EXCERPTED TEXT |

start

It really takes hanging out with all of the right people to realize that you've been hanging out with the wrong people all along.
Today was a really super good day and I had so much fun. Tonight was especially fun. I'm so glad to be light years away from the person I was just a year ago. If this is what growing up and maturing feels like, then sign me up.
I'm also beginning to really appreciate my family. This past weekend, I drove down to Virginia with my father to visit my aunt. We spent two days sitting around and playing Scrabble and just really enjoying each other's company. My dad's aunt and uncle came down to visit, too, and they took us out to dinner and we all visited my uncle's grave the next day. It was a really warm feeling to be surrounded by people that share your history.
Everything seems to be falling together quite nicely. My friends are good, my family is good, and as a result I'm becoming myself more and more each day. School is starting soon and I only see good things coming from that, and to be honest I'm more than excited to go back. I'm actually looking forward to homework. I've come a long way in the past few years, and though initially I would want to change some experiences, I know I wouldn't because they've made me me. I'm driving myself towards real goals and creating a present and a future for myself all at once.
The way I figure it, life's a gift and I don't intend on wasting it.
Thursday, July 31, 2008
Monday, July 21, 2008
Oops.
It's been a long time since I've written in this, and boy has it been a hell of a month. I'll start roughly where I left off.
Camp started, and it's been significantly better, and also significantly worse, than last year. It's better because I got over my "slutty summer" phase and my "gossip queen" phase, and slid into my grown up, responsible, work-comes-first era. (I do not call this one a phase because I plan to hold on to these qualities and grow on them.) It's been worse because Mike is no longer there, and things in the office haven't been going to smoothly. Also, most of the new staff suck. A lot. (I say "most" because there are some exceptions, but I will only get into detail about the crappy ones.) They are constantly on their cell phones and neglecting their kids. They gossip and swear and don't take their job seriously. It's endlessly frustrating. And don't get me started on the C.I.T's. But what I will say about this summer is that the kids are phenomenal. I have closer relationships with more kids and I am really enjoying even the difficult ones.
While I do love summer, I'm also very excited about going back to school. Oh yeah! I am officially a Fitchburg State College student! I registered for classes and took my I.D. picture and everything. I'm majoring in Elementary Education and Moderate Sped with a minor in Math. Not being in school did terrible things to me, so I can only imagine that going to school will make [most] things better. I'm actually even looking forward to homework. Jeeze.
Now for the less exciting stuff, my Uncle Bill passed away at the beginning of July. Nick came down for the week planning on going to a birthday party, but ended up going to a funeral. It was really sad and during the eulogies I lost it. I cried so hard that I had to use my brother Jesse to keep me up. I don't think I cried because I was sad as much as I was crying about how good he was. I know that sounds incredibly cliche, but he really appreciated life more than anyone I knew. Fortunately, Nick's visit wasn't all bad. My family and I went to see Iron Man at the Strand and it was excellent. Then on Saturday, we went up to New York again to swim at my aunt's boyfriend's house. It was really, really fun.

end

GIVEN ENTRIES |
start

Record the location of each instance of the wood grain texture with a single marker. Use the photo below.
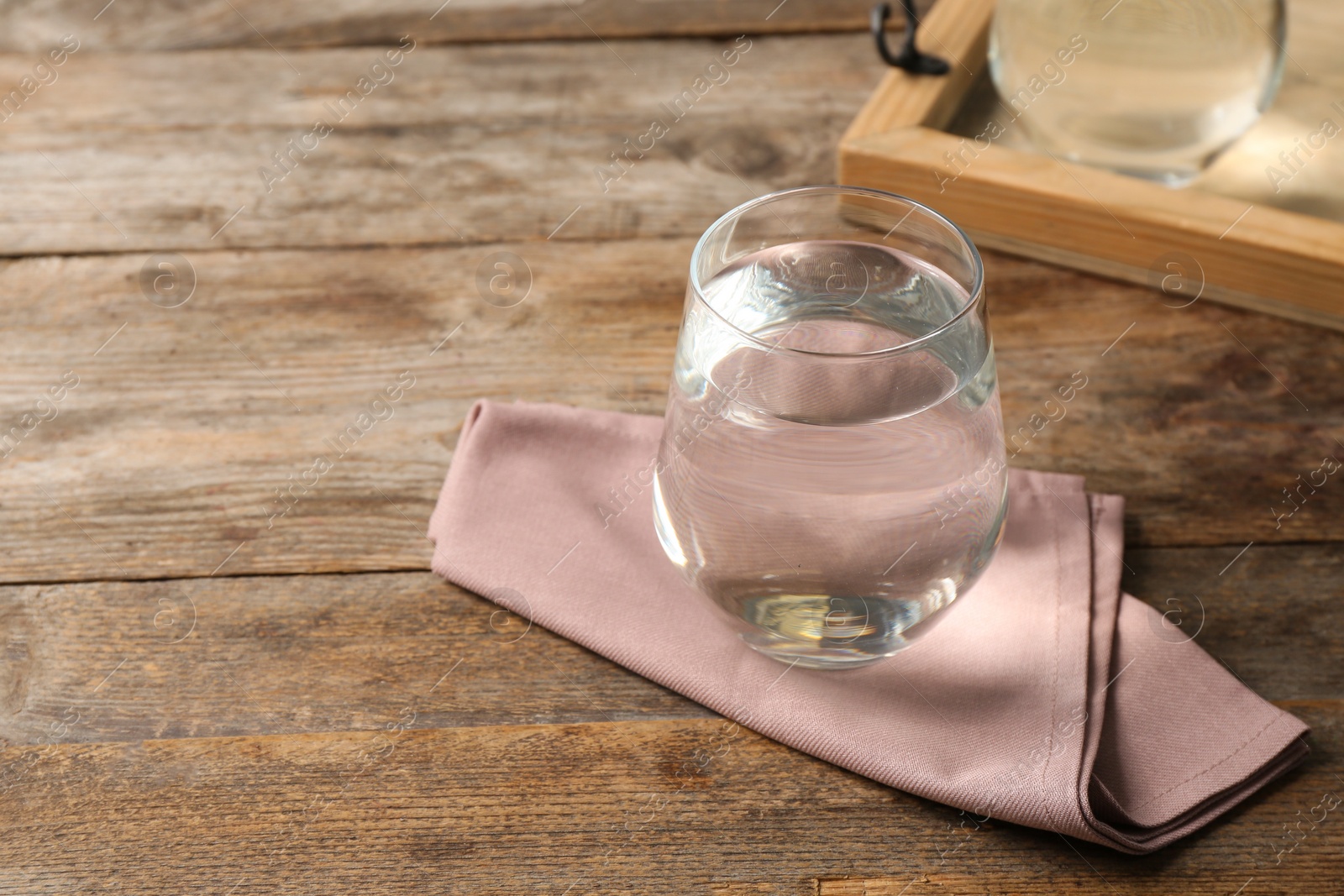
(680, 806)
(1272, 261)
(954, 31)
(307, 654)
(165, 458)
(1236, 249)
(293, 654)
(464, 144)
(160, 24)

end

WRITTEN REQUEST 1 | Repeat word for word the part of the blog text from "Today was a" up to and including "share your history.".
WRITTEN REQUEST 2 | Name every person the blog text refers to by first name.
WRITTEN REQUEST 3 | According to the blog text, what is the writer majoring in at Fitchburg State College?
The lines were drawn from a source separate from the blog text.

SOLUTION 1 |
Today was a really super good day and I had so much fun. Tonight was especially fun. I'm so glad to be light years away from the person I was just a year ago. If this is what growing up and maturing feels like, then sign me up.
I'm also beginning to really appreciate my family. This past weekend, I drove down to Virginia with my father to visit my aunt. We spent two days sitting around and playing Scrabble and just really enjoying each other's company. My dad's aunt and uncle came down to visit, too, and they took us out to dinner and we all visited my uncle's grave the next day. It was a really warm feeling to be surrounded by people that share your history.

SOLUTION 2 | Mike, Bill (Uncle Bill), Nick, Jesse

SOLUTION 3 | Elementary Education and Moderate Sped, with a minor in Math.